→ **Exercise task 1**
Which personal names appear in the narcotics appeal headnote?
→ **Exercise task 2**
Rewrite the narcotics appeal headnote, starting at "Before Muhammad Kamran" and ending at "16th September, 2022.", with "Versus" changed to "Against".
→ **Exercise task 3**
Resume the narcotics appeal headnote, writing what comes after its final sentence.

→ **Text segment**

■ ■ ■ ■ ■

Before Muhammad Kamran Khan Mulakhail and Shaukat Ali Rakhshani, JJ

KHALIQ DAD and another—Appellants

Versus

The STATE—Respondent

Criminal Appeal No. 126 of 2022, decided on 16th September, 2022.

(a) Control of Narcotic Substances Act (XXV of 1997)—

—-S. 9(c)—Possession of narcotics—Appreciation of evidence—Contradiction in statements of the prosecution witnesses—Effect—Prosecution case was that from the accused persons 2 kgs heroine and 25 kgs opium were recovered having been concealed in the cavities made in the dashboard of the car—Statement of Prosecution Witness (PW), constable, on the basis of whose report the FIR was registered, revealed that though he reiterated and remained firm to what he had recorded in the crime report, however, he did not mention about calling PW/Investigating Officer (‘I.O’) at the check post, but, while testifying before the Trial Court, he improvised his statement while stating that he informed him(I.O) whereafter he came to the check post and to whom he presented Murasila, whereas I.O/PW stated that while he was present in Levies Station Murasila was received by him, whereupon he registered the FIR and then went to the Check Post—Complainant and I.O both as PWs belied and contradicted each other on the receipt of Murasila and arrival at the crime scene, besides the fact that in the report and FIR nothing as stated was recorded—Prosecution had failed to prove the indictment and the reasoning assigned by the Trial Court was based on misreading of evidence as well as improper appraisal of evidence—Thus, High Court set aside the impugned judgment passed by the Trial Court and acquitted both the appellants from the charge, extending them the premium of benefit of doubt—Appeals against conviction were allowed, in circumstances.

■ ■ ■ ■ ■

→ **Information shown**
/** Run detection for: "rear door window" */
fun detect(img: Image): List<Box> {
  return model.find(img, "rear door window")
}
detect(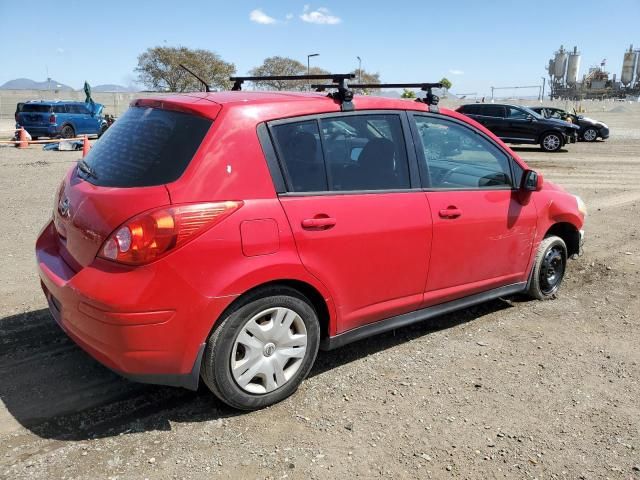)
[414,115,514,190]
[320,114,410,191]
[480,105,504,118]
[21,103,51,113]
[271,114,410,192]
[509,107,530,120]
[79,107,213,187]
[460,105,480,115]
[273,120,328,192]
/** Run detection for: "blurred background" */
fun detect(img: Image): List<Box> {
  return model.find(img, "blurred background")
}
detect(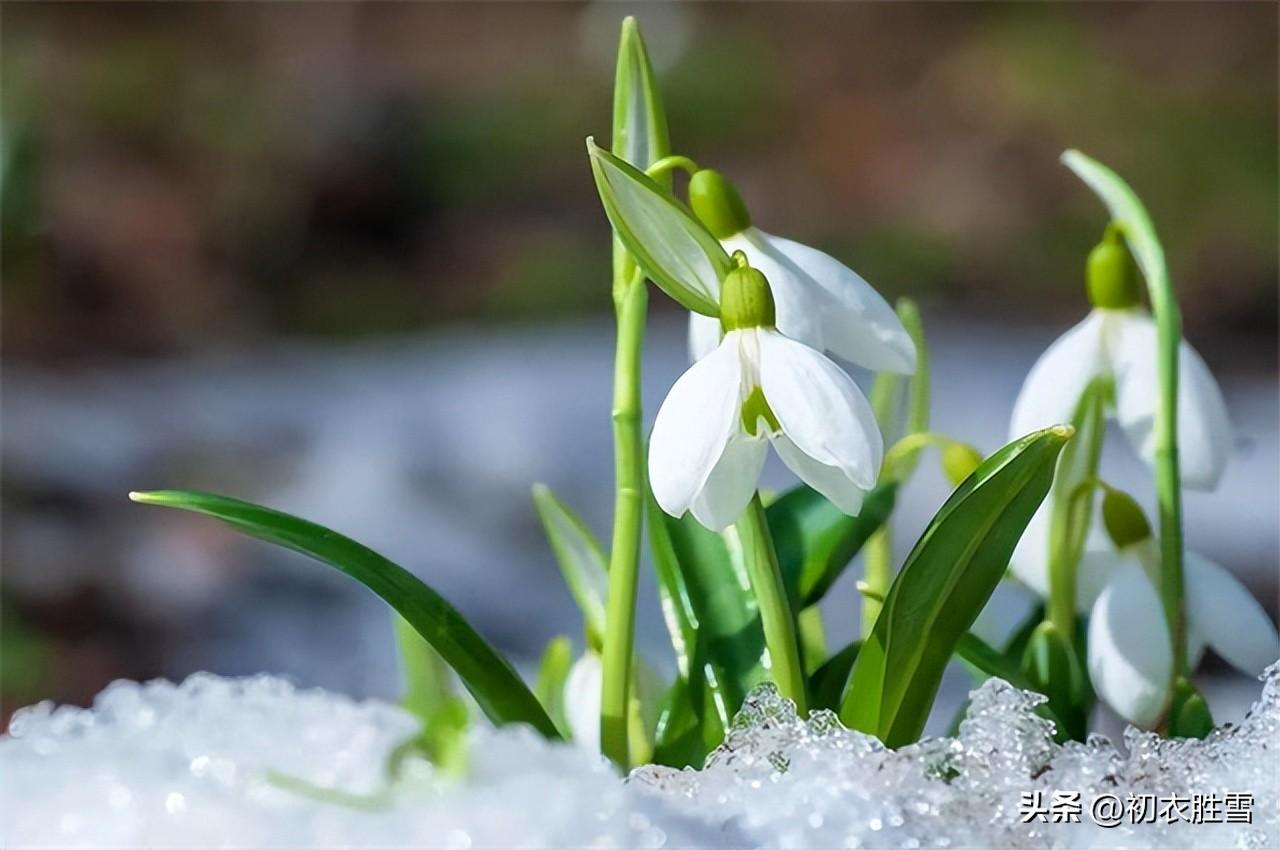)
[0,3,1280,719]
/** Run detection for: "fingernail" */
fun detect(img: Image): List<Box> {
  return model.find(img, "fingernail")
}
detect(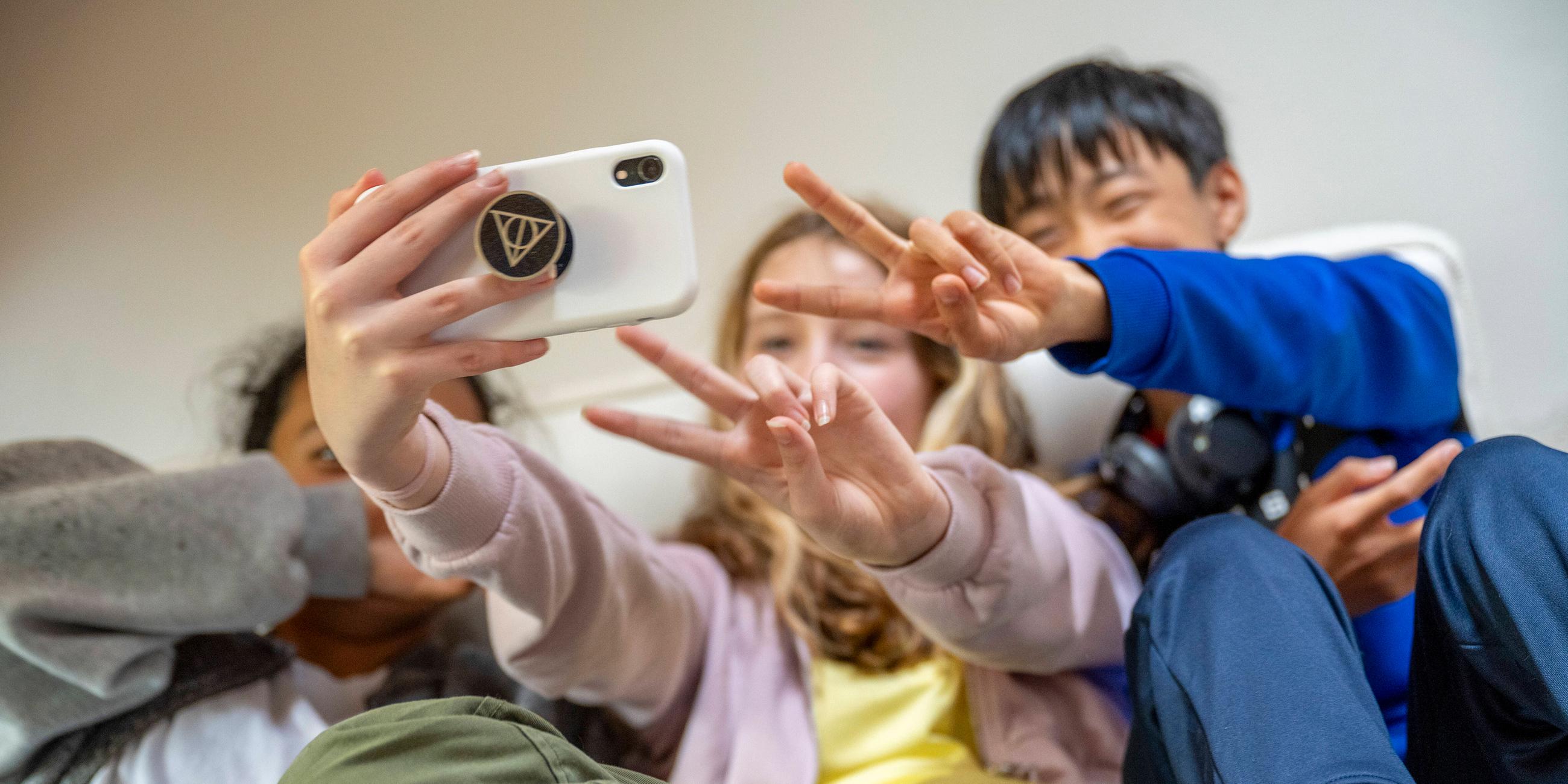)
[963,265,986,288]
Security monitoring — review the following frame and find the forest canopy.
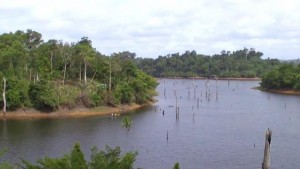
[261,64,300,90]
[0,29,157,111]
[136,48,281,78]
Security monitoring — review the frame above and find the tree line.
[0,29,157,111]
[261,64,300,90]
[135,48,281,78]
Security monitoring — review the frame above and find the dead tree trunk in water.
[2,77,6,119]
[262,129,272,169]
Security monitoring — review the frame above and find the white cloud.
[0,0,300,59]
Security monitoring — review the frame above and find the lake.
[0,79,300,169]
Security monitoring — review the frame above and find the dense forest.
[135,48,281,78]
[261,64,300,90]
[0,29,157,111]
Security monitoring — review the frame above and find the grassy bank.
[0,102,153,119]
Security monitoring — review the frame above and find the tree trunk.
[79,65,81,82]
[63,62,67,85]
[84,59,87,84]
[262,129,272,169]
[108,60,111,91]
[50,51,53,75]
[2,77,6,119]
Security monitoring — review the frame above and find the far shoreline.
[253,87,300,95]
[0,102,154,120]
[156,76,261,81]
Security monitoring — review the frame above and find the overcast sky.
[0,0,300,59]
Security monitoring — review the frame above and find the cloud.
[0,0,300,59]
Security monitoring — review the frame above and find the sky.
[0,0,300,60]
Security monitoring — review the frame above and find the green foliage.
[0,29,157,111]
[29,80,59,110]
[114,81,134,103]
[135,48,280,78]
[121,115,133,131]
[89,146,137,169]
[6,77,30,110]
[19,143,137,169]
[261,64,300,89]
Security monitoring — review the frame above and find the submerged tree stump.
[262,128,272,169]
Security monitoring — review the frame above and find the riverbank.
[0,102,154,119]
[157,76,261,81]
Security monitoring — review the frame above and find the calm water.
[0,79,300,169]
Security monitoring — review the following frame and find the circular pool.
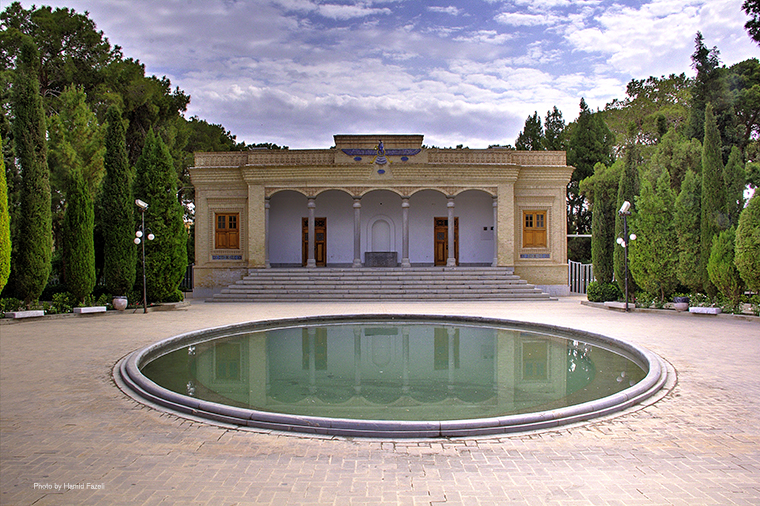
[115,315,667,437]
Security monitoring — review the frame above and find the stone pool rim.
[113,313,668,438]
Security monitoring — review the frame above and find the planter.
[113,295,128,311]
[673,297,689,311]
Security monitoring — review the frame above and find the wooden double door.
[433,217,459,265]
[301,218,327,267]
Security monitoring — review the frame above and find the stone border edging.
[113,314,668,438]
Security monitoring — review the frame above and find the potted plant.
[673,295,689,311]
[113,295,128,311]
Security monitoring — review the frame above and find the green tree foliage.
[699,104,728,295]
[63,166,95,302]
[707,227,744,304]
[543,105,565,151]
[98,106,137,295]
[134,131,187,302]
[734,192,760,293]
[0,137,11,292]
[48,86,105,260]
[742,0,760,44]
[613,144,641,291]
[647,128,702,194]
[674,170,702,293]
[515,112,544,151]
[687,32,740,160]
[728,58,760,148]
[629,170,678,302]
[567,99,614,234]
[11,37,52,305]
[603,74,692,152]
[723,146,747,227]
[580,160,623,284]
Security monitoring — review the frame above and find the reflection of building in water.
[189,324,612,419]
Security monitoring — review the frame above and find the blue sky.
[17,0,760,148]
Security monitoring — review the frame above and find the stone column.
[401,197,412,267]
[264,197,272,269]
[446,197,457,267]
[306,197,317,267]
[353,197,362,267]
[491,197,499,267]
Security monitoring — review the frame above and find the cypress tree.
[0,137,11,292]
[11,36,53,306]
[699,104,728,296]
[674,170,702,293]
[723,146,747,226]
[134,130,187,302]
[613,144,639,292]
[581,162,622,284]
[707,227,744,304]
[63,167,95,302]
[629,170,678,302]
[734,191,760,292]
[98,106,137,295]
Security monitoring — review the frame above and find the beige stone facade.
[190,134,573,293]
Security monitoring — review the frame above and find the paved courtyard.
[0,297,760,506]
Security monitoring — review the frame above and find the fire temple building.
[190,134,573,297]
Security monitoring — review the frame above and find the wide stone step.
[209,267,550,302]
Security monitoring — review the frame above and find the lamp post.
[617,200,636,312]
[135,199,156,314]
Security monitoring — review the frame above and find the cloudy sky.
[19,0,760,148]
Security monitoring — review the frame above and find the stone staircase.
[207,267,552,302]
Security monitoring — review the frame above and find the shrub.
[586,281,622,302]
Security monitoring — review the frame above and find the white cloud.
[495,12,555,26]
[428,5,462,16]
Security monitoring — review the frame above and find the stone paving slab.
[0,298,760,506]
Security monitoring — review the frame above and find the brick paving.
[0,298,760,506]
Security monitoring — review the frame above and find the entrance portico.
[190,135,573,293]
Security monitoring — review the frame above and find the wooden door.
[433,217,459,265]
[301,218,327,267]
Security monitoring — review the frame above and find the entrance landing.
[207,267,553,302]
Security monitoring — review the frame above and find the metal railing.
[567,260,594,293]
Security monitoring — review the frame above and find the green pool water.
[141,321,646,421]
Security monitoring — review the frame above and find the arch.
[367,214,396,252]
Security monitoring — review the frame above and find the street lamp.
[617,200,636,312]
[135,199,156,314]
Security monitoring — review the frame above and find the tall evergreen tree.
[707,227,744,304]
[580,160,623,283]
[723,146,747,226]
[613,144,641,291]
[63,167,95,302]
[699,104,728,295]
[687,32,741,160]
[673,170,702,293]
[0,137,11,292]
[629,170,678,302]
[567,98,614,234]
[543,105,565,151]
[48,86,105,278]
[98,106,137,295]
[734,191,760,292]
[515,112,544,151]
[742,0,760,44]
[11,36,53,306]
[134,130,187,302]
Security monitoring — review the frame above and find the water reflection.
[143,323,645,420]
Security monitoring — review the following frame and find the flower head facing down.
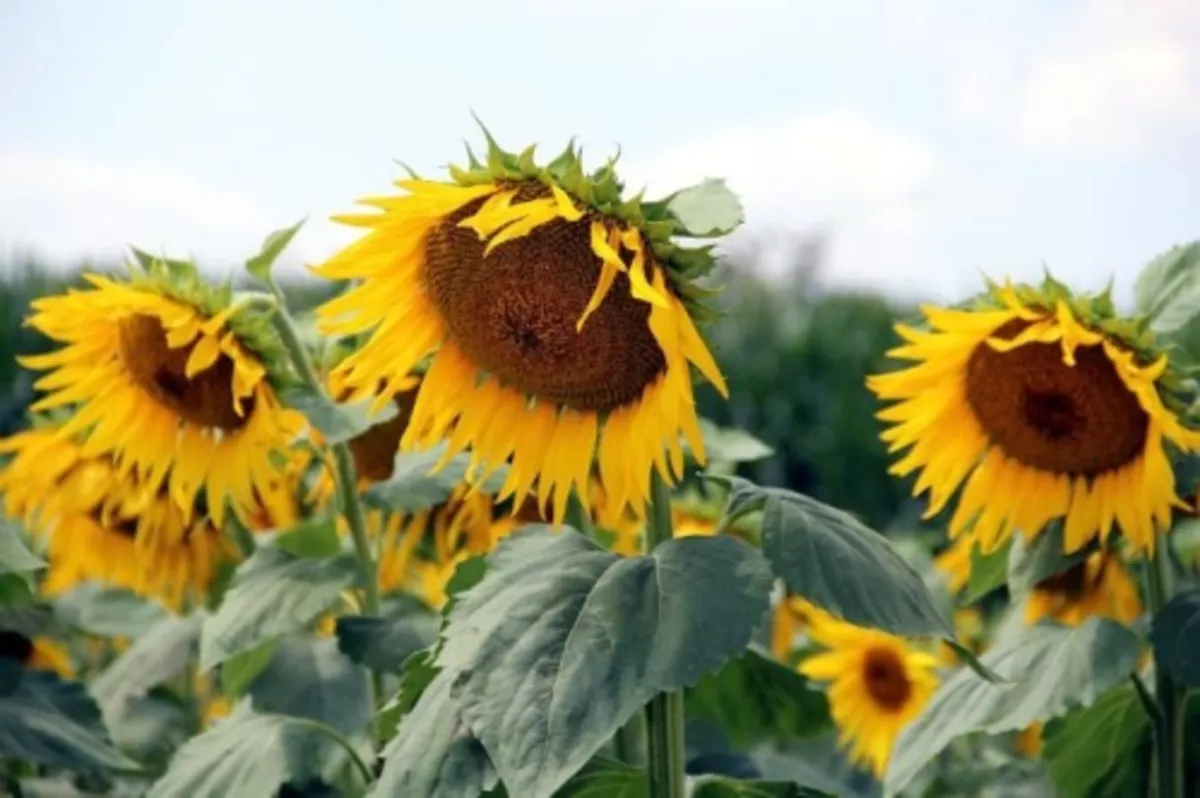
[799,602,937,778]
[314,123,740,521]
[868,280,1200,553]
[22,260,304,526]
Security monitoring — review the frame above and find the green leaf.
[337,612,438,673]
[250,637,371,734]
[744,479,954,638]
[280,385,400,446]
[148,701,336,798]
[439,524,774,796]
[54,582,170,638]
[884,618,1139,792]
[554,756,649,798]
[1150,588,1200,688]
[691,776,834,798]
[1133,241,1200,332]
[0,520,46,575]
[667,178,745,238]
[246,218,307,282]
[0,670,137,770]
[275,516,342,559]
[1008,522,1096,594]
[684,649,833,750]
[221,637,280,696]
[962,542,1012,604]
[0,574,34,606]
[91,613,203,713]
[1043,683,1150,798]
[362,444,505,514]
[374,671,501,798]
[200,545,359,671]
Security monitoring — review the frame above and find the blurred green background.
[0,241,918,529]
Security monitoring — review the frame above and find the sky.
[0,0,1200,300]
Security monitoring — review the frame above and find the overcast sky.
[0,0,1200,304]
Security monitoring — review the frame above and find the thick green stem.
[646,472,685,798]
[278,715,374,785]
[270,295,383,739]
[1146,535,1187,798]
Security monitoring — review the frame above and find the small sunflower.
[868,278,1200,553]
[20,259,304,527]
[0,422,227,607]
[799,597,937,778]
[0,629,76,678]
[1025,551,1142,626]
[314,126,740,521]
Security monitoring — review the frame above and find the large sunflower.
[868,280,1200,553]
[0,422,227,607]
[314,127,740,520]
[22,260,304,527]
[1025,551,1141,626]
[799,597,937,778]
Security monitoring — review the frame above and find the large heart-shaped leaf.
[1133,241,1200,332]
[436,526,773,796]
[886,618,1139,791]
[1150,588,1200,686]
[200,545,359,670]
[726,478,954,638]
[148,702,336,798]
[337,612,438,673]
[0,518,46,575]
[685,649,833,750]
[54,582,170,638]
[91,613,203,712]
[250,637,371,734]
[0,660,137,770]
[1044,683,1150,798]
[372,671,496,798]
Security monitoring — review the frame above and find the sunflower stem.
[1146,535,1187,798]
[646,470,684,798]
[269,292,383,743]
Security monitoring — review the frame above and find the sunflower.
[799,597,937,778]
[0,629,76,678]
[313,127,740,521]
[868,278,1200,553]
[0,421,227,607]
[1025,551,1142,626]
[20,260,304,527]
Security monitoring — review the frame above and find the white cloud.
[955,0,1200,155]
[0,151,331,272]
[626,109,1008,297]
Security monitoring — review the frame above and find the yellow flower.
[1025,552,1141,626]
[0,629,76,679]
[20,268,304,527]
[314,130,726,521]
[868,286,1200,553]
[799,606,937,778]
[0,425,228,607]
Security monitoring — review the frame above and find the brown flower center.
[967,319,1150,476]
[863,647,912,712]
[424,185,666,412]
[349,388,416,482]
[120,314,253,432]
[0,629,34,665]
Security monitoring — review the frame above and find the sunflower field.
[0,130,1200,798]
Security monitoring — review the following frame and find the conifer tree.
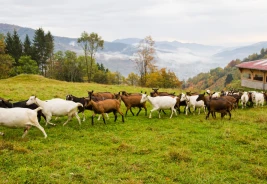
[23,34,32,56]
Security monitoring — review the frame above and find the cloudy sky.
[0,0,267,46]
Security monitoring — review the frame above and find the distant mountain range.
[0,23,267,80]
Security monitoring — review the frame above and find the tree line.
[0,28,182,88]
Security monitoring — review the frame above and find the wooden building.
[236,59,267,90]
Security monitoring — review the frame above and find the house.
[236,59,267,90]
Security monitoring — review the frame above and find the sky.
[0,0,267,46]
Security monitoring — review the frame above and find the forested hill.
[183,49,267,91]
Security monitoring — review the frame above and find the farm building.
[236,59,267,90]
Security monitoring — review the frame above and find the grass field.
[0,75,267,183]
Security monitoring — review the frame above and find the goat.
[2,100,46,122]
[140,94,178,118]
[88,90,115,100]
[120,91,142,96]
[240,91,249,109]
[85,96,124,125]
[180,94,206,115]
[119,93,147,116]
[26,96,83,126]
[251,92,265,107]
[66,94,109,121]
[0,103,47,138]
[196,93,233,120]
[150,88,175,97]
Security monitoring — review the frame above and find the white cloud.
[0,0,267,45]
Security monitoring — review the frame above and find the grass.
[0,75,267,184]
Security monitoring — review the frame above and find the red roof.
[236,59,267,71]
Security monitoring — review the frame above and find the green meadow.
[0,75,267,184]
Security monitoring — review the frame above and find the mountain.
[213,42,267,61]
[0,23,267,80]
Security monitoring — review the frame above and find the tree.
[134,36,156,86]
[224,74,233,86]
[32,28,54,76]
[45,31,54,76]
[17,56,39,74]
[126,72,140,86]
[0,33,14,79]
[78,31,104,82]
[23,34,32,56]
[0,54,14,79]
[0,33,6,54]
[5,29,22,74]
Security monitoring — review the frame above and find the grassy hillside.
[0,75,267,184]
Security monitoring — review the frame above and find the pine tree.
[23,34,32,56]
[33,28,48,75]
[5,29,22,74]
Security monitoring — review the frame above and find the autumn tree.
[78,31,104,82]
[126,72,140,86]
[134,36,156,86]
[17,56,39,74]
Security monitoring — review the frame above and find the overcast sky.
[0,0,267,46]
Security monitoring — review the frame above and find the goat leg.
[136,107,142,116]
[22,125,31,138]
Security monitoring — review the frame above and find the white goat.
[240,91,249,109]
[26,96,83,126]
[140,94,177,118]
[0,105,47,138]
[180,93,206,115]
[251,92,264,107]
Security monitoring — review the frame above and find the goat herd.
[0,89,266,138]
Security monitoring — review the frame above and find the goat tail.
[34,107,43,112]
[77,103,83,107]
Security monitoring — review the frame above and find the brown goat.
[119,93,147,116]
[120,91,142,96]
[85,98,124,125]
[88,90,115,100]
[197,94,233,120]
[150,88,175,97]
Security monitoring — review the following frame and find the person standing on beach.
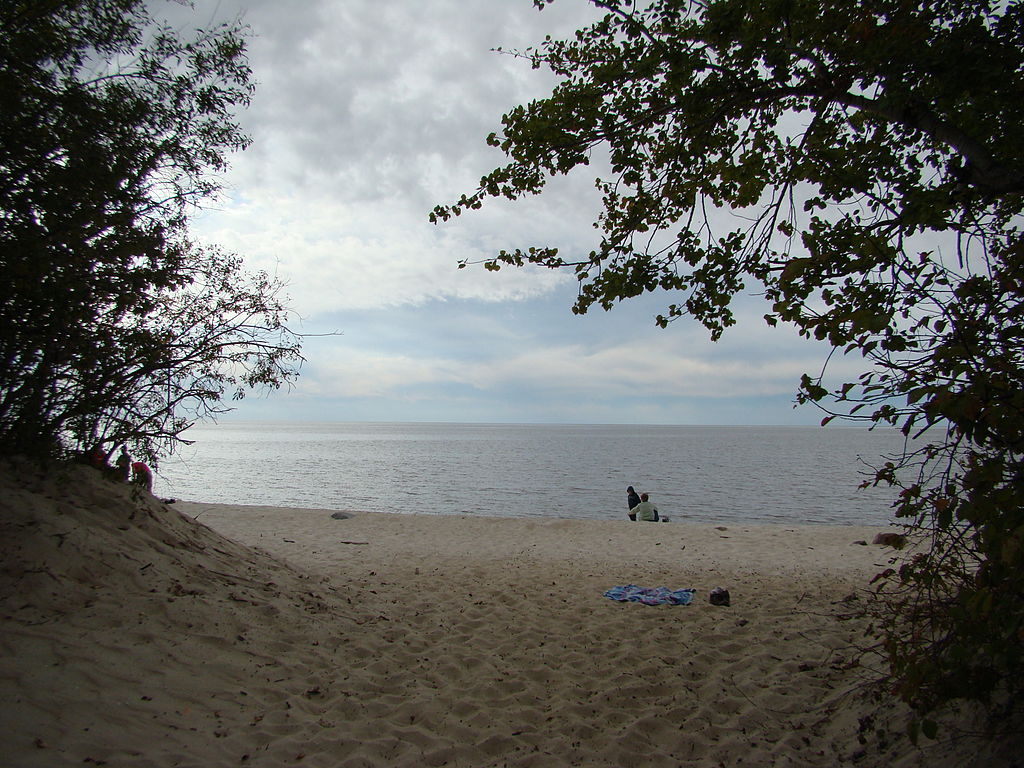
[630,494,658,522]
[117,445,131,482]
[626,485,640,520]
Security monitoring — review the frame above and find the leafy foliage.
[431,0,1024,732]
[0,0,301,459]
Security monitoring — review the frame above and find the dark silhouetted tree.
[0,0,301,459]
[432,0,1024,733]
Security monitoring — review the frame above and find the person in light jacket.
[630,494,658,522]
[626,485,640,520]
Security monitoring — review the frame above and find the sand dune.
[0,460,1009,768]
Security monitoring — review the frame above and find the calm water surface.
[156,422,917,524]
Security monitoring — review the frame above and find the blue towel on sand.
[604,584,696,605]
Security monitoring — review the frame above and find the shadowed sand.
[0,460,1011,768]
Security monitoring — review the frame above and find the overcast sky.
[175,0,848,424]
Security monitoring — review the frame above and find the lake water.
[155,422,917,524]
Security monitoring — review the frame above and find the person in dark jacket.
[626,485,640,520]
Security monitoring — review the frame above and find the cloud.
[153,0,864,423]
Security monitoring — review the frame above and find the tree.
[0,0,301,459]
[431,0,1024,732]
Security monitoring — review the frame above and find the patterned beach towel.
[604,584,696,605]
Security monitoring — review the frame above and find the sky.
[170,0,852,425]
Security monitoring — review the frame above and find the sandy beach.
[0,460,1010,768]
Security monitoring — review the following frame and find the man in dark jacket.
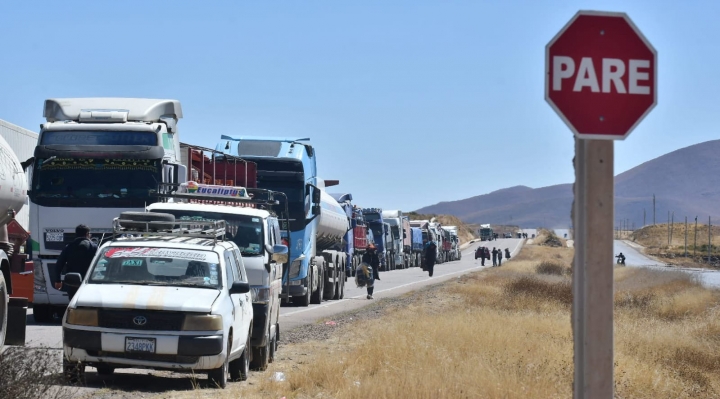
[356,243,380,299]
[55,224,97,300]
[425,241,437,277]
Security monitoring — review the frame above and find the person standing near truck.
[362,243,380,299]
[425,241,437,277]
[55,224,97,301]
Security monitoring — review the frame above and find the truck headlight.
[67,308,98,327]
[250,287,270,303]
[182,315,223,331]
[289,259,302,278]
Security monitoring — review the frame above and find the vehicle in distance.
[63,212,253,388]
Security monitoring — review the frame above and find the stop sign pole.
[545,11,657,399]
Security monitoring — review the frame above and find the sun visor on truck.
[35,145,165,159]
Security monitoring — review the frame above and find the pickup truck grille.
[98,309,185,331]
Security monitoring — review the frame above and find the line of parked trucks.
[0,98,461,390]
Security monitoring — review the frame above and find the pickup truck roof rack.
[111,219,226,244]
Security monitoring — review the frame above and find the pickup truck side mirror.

■ ■ ■ ■ ■

→ **Exercise output 1**
Muhammad Kamran Khan Mulakhail, Shaukat Ali Rakhshani, Khaliq Dad

→ **Exercise output 2**
Before Muhammad Kamran Khan Mulakhail and Shaukat Ali Rakhshani, JJ

KHALIQ DAD and another—Appellants

Against

The STATE—Respondent

Criminal Appeal No. 126 of 2022, decided on 16th September, 2022.

→ **Exercise output 3**
(b) Control of Narcotic Substances Act (XXV of 1997)—

—-S. 9(c)—Possession of narcotics—Appreciation of evidence—Unassembled dashboard of the car, non-production of—Effect—Prosecution case was that from the accused persons 2 kgs heroine and 25 kgs opium were recovered having been concealed in the cavities made in the dashboard of the car—Record revealed that the prosecution failed to produce the unassembled dashboard, showing the cavities, wherein the narcotics were concealed—Recovery witness (PW) also did not mention in his statement that as to how and by whom the dashboard was unassembled on the spot with further failure by the prosecution to produce the unassembled dashboard in the court for exhibiting—Neither statement of said witness nor the impugned judgment, depicted that the car was physically examined by the defence or state counsel or by the Trial Court—Thus, statements of the prosecution witnesses were not confidence inspiring and untrustworthy—Prosecution had failed to prove the indictment and the reasoning assigned by the Trial Court was based on misreading of evidence as well as improper appraisal of evidence—Thus, High Court set aside the impugned judgment passed by the Trial Court and acquitted both the appellants from the charge, extending them the premium of benefit of doubt—Appeals against conviction were allowed, in circumstances.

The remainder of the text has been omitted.